Brief A: According to the article on basketball players and racial justice, which two WNBA players opted out of the 2020 season in favor of activism?

Extract provided:
____

As the WNBA and NBA prepare to return, players from both leagues have offered solutions to this complicated question. For some, racial justice supersedes sport. The Atlanta Dream’s Renee Montgomery and Washington Mystics’ Natasha Cloud have opted out of the 2020 WNBA season in favor of activism, while a group of NBA players, highlighted by the Brooklyn Nets’ Kyrie Irving and Avery Bradley and Dwight Howard of the Los Angeles Lakers, have questioned whether the NBA’s return can benefit racial justice.
For others, returning to the arena is an opportunity to raise awareness. LeBron James recently announced his “More Than a Vote” initiative, with the Phoenix Mercury’s Skylar Diggins-Smith, among others, serving as an ambassador.
WNBA and NBA leadership have emphasized that playing provides athletes with a powerful platform. Michele Roberts, executive director of the NBPA, has invoked the example of John Carlos and Tommie Smith, who raised their black-gloved fists on the medal stand at the 1968 Olympic Games. Likewise, WNBA commissioner Cathy Engelbert has suggested, “At a time like this, we can continue to amplify our voices. With Black Lives Matter, with representing women, with causes that are important to our league. There’s an opportunity to really do this right.”
Yet, the ability to serve as an escape is part of sports’ power. It is all too easy too indulge in and obsess over fast breaks, defensive rotations, 3-point percentages and crossover dribbles. In an interview with ESPN, NBA commissioner Adam Silver exposed the tension between escapism and activism, arguing that the NBA’s return will serve as a needed distraction and at the same time stimulate conversations about social justice.
“For us, we feel that this is what we do: We put on NBA basketball,” Silver stated. “We think that for the country, it’ll be a respite [from] the enormous difficulties people are dealing with in their lives right now.”
“And in terms of social justice issues, it’ll be an opportunity for NBA players in the greater community to draw attention to the issues because the world’s attention will be on the NBA in Orlando if we’re able to pull this off,” he added.
Angel McCoughtry, however, may have found a way to resolve the tension between the PLAY and DON’T PLAY camps.
Wear their names
On Monday, McCoughtry revealed that she and the Las Vegas Aces are working with the WNBA to arrange for players’ uniforms to feature the names of Black citizens killed by the police.
While McCoughtry suggests players also could wear jerseys naming front-line workers, limiting the names to Black victims of state-sanctioned violence would amplify the power of this action and underscore the ethos of #BlackLivesMatter.
During the 2019 She Believes Cup, the US Women’s National Soccer Team celebrated “powerful, influential, iconic and inspirational women” by wearing the names of everyone from Ruth Bader Ginsburg and Cardi B to Elena Delle Donne on the backs of their jerseys. The jerseys recognized the breaking of barriers — those who have, in different ways and in different spaces, succeeded in spite of challenges based on gender, race and sexuality. In short, the jerseys were designed to make fans feel good.

____

Brief B: In the rows below, show each line that contains the string "task".

____

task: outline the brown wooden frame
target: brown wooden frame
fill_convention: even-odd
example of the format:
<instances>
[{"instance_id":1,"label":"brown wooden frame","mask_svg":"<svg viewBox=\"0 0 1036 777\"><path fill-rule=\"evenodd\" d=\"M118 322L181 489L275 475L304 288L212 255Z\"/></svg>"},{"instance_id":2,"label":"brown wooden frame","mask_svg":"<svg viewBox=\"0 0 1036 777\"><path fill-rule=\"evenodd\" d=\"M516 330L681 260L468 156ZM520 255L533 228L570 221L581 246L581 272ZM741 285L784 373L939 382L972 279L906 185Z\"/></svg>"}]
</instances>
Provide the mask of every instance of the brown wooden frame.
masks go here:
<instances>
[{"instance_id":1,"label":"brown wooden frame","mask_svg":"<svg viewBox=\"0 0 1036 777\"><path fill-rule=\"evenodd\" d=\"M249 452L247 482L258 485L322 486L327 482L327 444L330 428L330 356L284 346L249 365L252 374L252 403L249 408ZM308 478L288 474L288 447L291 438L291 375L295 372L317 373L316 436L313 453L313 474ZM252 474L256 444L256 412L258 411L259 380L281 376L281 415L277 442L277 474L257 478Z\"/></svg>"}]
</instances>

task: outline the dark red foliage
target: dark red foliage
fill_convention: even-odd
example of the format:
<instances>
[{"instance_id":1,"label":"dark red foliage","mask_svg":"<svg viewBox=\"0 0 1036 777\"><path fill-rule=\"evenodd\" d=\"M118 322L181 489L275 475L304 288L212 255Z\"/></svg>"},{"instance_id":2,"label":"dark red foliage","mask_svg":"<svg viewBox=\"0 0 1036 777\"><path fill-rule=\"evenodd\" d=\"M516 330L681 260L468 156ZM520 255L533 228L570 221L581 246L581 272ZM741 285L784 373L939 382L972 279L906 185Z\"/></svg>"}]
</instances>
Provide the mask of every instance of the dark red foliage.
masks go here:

____

Correct response A: Renee Montgomery of the Atlanta Dream and Natasha Cloud of the Washington Mystics.

Correct response B:
task: outline the brown wooden frame
task: outline the dark red foliage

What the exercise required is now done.